Violences à Calais, les migrants au fond du tunnel

centre de migrants de SangatteRéflexion de Mgr Marc Stenger, Evêque de Troyes, Président de Pax Christi France, sur la situation des migrants à Calais après le décès mercredi 29 juillet 2015 d’un Soudanais qui tentait de traverser le tunnel sous la Manche.

Quand un tunnel sous la mer reliant deux pays – étonnante réussite technologique – devient un lieu de tension, de violence et de mort, il est temps pour nous de nous réveiller. Ces hommes et ces femmes qui s’entassent dans les « no man’s land » autour de la ville de Calais, attendant de passer clandestinement en Angleterre ne sont pas des meurtriers ni des terroristes. Souvent jeunes, ils ont, depuis des mois, risqué le tout pour le tout, pour trouver une vie meilleure, loin des conflits et des persécutions de leurs terres d’origines.

Si prendre des mesures de sécurité et de contrôle est légitime, Pax Christi France considère que la question des migrants ne pourra pas se régler uniquement par de tels ajustements techniques. Le risque est toujours grand d’oublier que nous avons à faire à des êtres humains qui ont une histoire et une dignité. Et non pas à des chiffres dans des colonnes statistiques.

Ce que les violences à Calais révèlent, c’est d’abord le manque de cohérence dans nos politiques d’accueil et nos législations du travail sur ce continent. Qui sont les responsables politiques français ou européens qui œuvrent activement pour changer cela ?

Ce que les violences à Calais révèlent, c’est aussi notre difficulté à prendre les moyens financiers et humains pour accueillir de manière adaptée ces populations. Déplacer les camps roms par la force, multiplier les centres de rétention administrative particulièrement hermétiques au travail des associations humanitaires, laisser des personnes se marginaliser dans les zones de passage et les frontières, répartir les migrants politiques sous forme de quotas, c’est refuser de chercher des solutions nouvelles d’intégration ici ou de résolution des conflits là-bas qui pourraient changer vraiment la donne.

Données brutes:
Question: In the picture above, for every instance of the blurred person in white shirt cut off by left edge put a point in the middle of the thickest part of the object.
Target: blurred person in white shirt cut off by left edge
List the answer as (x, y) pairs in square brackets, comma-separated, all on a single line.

Série d'exercices:
[1] D'après le texte sur les migrants de Calais, à quelle date est mort le Soudanais qui tentait de traverser le tunnel sous la Manche ?
[2] Réécrivez tout le passage du texte sur les migrants de Calais qui va de "Violences à Calais, les" jusqu'à "sous la Manche.", en remplaçant "tunnel" par "passage souterrain".
[3] Rédigez la suite du texte sur les migrants de Calais, à partir de sa dernière phrase.
Aucune de ces lignes n'est utile pour faire les exercices.

Réponses par exercice:
[1] Le mercredi 29 juillet 2015.

[2]
Violences à Calais, les migrants au fond du passage souterrain

centre de migrants de SangatteRéflexion de Mgr Marc Stenger, Evêque de Troyes, Président de Pax Christi France, sur la situation des migrants à Calais après le décès mercredi 29 juillet 2015 d’un Soudanais qui tentait de traverser le passage souterrain sous la Manche.

[3]
Ce que les violences à Calais révèlent, c’est l’existence de flux d’exils de populations venus de Syrie, du Sud-Soudan, d’Erythrée et d’autres zones de conflits et de non-droit bien connus. Ils révèlent aussi l’existence de réseaux de passeurs qui organisent ces filières de la misère, par la contrainte, la violence et le vol. Sommes-nous sûr de faire assez, en termes de diplomatie, de négociations et de décisions pour cesser d’alimenter les trafics d’armes ou de ressources naturelles qui entretiennent ces filières et sèment l’anarchie dans ces terres d’émigration ?

Ce que les violences à Calais révèlent, enfin, c’est aussi l’existence de nombreuses personnes sur place qui luttent, à leur mesure, pour donner à manger, offrir une douche ou un lieu de repos à ces personnes en exil. D’autres développent des projets nouveaux pour aider ces personnes à trouver leur place parmi nous, dans des villes ou des villages où ils pourront apporter leur énergie et leur humanité, au service de tous. Pax Christi France veut leur rendre hommage et soutenir ces initiatives.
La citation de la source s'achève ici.